162 Reasons We're Glad Baseball's Back

by Andrew Postman (1997)

1. World Series afterglow. The 1996 triumph by the long-lost Yankees left a sweet aftertaste in almost every fan's mouth - except perhaps Ted Turner's.
2. For the Boston Red Sox and the Chicago Cubs, this is next year.
3. Baseball moves faster than golf.
4. The labor agreement between the owners and the players. Pinch us.
5. Great new baseball names like Arquimedez Pozo, Ugueth Urbina, and Pork Chop Pough.
6. This is the year we finally catch a foul ball.
7. Legendary broadcaster Vin Scully.
8. Dick Vitale only covers college basketball.
9. Fewer guys are wearing goatees.
10. Boston Red Sox pitcher Tim Wakefield will continue to get batters out with that cockamamy knuckleball.
11. The bratwursts at Milwaukee's County Stadium.
12. Maybe this year former World Series goats Mitch Williams and Bill Buckner can enjoy some peace. (Who am I kidding?)
13. A new batch of rookies in their first-ever at bats.
14. Every rookie (see no.13) who singles in his first-ever at bat, then stands on first, nonchalantly tucking his batting gloves in his back pocket and trying to look cool, when everyone can tell a smile is just aching to explode across his face.
15. Ninth-inning, two-out rallies.
16. Yet another season for fans to marvel at how that crafty old ploy - pitcher-fakes-throw-to-third-then-wheels-around-to-mail-runner-napping-on-first move - continues never to work. Never, ever.
┄┄┄┄┄┄┄┄┄┄┄┄┄┄┄┄┄┄┄┄
Direction 1
In the baseball list, which broadcaster is called legendary?
Direction 2
From the baseball list, extract the passage beginning at the words "1. World Series" and stopping after "first-ever at bats.".
Direction 3
Decide whether each statement agrees with the baseball list. Answer yes or no, and quote the deciding words.
(a) Baseball is said to move faster than golf.
(b) Dick Vitale is said to cover only college football.
(c) The bratwursts praised are those at Chicago's Wrigley Field.
The material after this point comes from a separate source.

Data excerpts
┄┄┄┄┄┄┄┄┄┄┄┄┄┄┄┄┄┄┄┄
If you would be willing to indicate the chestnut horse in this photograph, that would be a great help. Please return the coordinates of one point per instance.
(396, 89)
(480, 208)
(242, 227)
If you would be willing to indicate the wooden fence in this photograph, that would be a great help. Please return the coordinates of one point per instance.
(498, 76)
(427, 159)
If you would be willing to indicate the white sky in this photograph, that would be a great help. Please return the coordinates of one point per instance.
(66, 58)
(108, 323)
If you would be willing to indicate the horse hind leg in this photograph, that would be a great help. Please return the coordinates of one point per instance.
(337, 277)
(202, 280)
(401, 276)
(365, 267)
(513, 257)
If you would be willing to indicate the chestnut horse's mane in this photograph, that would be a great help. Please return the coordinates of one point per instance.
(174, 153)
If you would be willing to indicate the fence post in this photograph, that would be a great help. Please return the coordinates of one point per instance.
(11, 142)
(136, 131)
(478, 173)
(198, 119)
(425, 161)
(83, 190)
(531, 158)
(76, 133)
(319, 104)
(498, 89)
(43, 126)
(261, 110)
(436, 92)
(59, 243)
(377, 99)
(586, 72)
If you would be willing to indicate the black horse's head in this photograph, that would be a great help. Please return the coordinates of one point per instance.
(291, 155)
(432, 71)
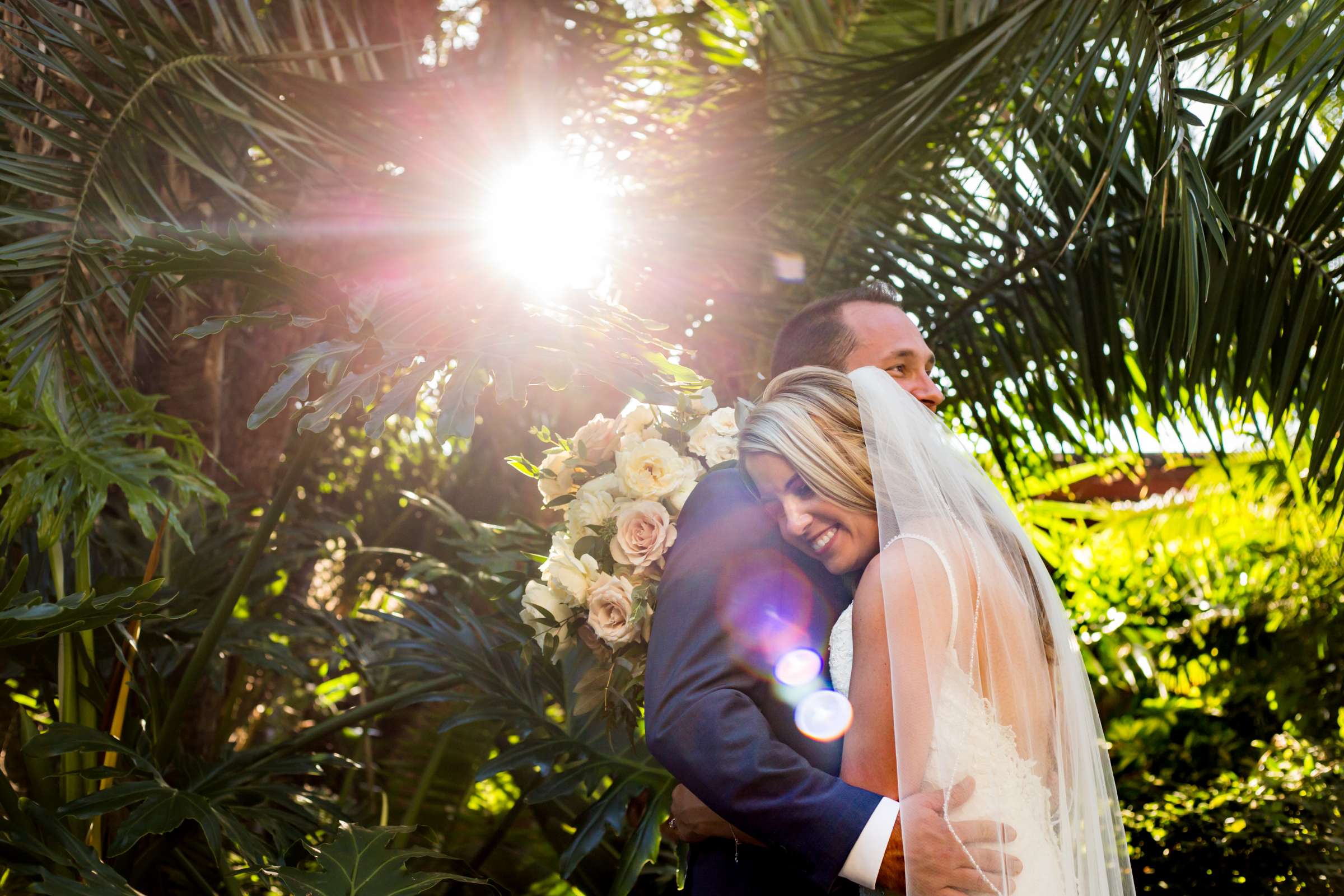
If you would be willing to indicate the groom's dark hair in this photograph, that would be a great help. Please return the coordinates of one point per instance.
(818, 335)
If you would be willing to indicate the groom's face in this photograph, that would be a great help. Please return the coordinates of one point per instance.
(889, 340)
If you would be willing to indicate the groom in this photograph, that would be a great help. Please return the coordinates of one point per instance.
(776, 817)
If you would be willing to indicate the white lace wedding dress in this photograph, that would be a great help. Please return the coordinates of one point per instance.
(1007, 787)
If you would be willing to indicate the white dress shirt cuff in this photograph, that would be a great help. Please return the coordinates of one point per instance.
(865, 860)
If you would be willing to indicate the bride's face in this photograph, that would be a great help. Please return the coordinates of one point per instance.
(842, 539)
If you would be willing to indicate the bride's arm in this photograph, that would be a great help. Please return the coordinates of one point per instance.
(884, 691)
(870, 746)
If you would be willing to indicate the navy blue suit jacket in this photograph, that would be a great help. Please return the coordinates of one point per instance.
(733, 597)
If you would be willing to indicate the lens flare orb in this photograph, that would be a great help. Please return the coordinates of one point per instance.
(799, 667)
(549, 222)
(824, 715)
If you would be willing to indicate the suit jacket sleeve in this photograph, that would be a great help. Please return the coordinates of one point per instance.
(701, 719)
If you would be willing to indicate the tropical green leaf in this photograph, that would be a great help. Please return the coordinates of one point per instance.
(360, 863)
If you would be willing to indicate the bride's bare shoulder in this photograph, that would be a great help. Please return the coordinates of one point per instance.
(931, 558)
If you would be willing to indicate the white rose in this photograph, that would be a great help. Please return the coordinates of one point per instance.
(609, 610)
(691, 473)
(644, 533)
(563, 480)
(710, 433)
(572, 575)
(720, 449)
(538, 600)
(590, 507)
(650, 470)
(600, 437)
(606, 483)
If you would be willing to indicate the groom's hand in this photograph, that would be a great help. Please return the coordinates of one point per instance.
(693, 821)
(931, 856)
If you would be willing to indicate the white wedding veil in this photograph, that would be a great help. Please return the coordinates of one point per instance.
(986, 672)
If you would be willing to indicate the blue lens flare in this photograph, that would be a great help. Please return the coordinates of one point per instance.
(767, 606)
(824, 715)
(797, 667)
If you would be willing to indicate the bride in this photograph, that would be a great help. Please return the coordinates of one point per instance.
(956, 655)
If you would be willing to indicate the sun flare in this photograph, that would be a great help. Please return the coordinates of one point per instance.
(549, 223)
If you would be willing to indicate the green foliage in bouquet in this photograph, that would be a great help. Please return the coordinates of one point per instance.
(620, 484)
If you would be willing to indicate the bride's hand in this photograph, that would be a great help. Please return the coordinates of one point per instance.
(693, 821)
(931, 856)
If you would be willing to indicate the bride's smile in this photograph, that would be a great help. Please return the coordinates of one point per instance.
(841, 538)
┄┄┄┄┄┄┄┄┄┄┄┄┄┄┄┄┄┄┄┄
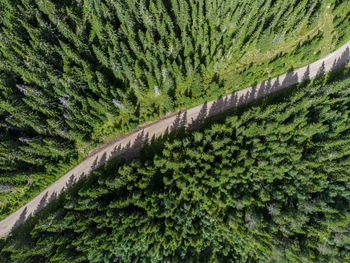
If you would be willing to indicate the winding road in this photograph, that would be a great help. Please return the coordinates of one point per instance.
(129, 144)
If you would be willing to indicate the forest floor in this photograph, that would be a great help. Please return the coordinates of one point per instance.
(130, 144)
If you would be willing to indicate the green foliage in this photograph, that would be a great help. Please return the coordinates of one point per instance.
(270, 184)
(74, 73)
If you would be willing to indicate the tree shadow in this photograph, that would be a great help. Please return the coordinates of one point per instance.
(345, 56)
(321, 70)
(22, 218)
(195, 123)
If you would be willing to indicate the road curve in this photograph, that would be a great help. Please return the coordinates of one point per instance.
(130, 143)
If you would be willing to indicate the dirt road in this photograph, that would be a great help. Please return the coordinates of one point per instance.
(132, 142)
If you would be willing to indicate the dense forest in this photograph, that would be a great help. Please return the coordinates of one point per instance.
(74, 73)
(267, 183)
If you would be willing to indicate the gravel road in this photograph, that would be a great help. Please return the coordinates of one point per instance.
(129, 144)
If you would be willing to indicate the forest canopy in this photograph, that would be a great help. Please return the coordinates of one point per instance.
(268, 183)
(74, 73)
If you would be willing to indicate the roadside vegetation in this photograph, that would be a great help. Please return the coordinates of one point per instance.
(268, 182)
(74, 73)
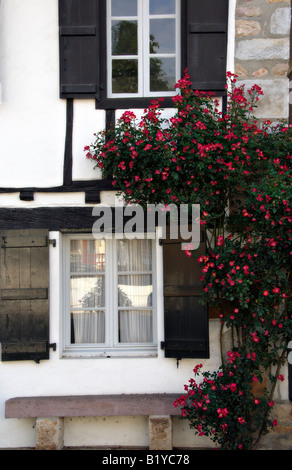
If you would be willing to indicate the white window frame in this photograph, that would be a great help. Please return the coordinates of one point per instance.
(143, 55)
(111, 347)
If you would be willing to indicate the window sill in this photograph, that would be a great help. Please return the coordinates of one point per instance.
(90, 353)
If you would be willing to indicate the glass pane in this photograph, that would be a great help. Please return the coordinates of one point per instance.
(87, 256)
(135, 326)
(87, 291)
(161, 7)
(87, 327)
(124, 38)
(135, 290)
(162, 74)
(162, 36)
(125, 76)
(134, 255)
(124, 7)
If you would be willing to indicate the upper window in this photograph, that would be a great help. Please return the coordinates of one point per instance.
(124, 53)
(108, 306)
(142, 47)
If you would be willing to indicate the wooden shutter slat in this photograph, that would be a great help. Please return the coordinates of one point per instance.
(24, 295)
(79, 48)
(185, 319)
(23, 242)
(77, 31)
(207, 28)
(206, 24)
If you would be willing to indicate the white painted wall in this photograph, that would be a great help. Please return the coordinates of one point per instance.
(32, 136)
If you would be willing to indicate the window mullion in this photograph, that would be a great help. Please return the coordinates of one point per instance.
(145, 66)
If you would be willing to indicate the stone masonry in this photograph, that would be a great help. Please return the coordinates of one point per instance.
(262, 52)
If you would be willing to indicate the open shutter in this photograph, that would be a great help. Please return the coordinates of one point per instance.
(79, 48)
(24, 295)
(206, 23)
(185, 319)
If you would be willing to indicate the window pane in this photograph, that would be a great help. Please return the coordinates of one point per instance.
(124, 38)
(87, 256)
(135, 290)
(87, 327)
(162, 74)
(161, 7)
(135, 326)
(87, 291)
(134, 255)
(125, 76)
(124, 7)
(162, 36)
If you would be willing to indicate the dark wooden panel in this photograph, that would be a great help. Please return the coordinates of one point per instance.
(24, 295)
┄┄┄┄┄┄┄┄┄┄┄┄┄┄┄┄┄┄┄┄
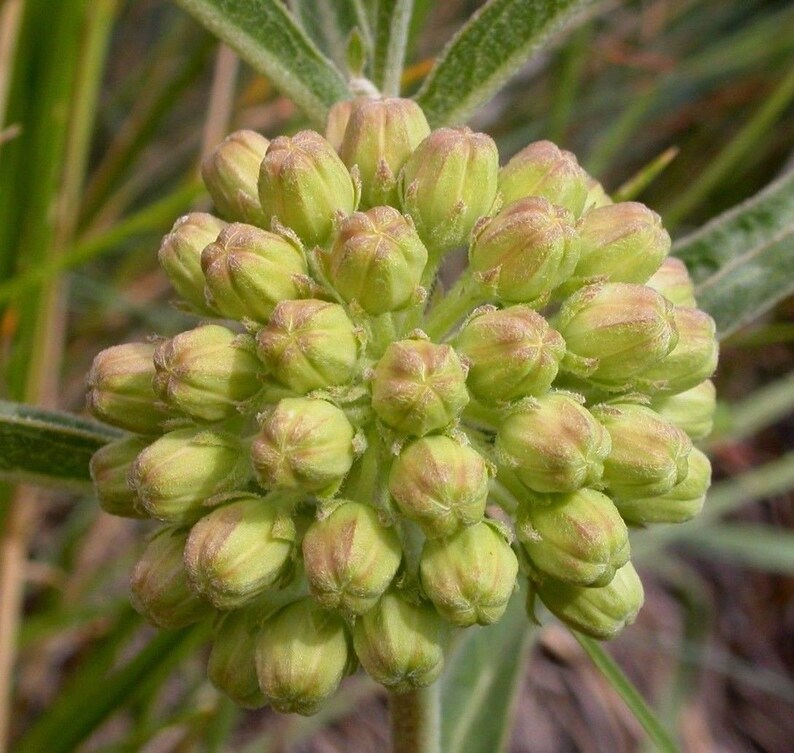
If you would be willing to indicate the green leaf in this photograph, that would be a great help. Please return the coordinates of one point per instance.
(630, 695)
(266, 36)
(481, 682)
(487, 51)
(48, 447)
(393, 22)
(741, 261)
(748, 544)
┄┄┄┄┄┄┄┄┄┄┄┄┄┄┄┄┄┄┄┄
Response 1
Vin Scully

Response 2
1. World Series afterglow. The 1996 triumph by the long-lost Yankees left a sweet aftertaste in almost every fan's mouth - except perhaps Ted Turner's.
2. For the Boston Red Sox and the Chicago Cubs, this is next year.
3. Baseball moves faster than golf.
4. The labor agreement between the owners and the players. Pinch us.
5. Great new baseball names like Arquimedez Pozo, Ugueth Urbina, and Pork Chop Pough.
6. This is the year we finally catch a foul ball.
7. Legendary broadcaster Vin Scully.
8. Dick Vitale only covers college basketball.
9. Fewer guys are wearing goatees.
10. Boston Red Sox pitcher Tim Wakefield will continue to get batters out with that cockamamy knuckleball.
11. The bratwursts at Milwaukee's County Stadium.
12. Maybe this year former World Series goats Mitch Williams and Bill Buckner can enjoy some peace. (Who am I kidding?)
13. A new batch of rookies in their first-ever at bats.

Response 3
(a) Yes: "Baseball moves faster than golf."
(b) No: "Dick Vitale only covers college basketball."
(c) No: "The bratwursts at Milwaukee's County Stadium."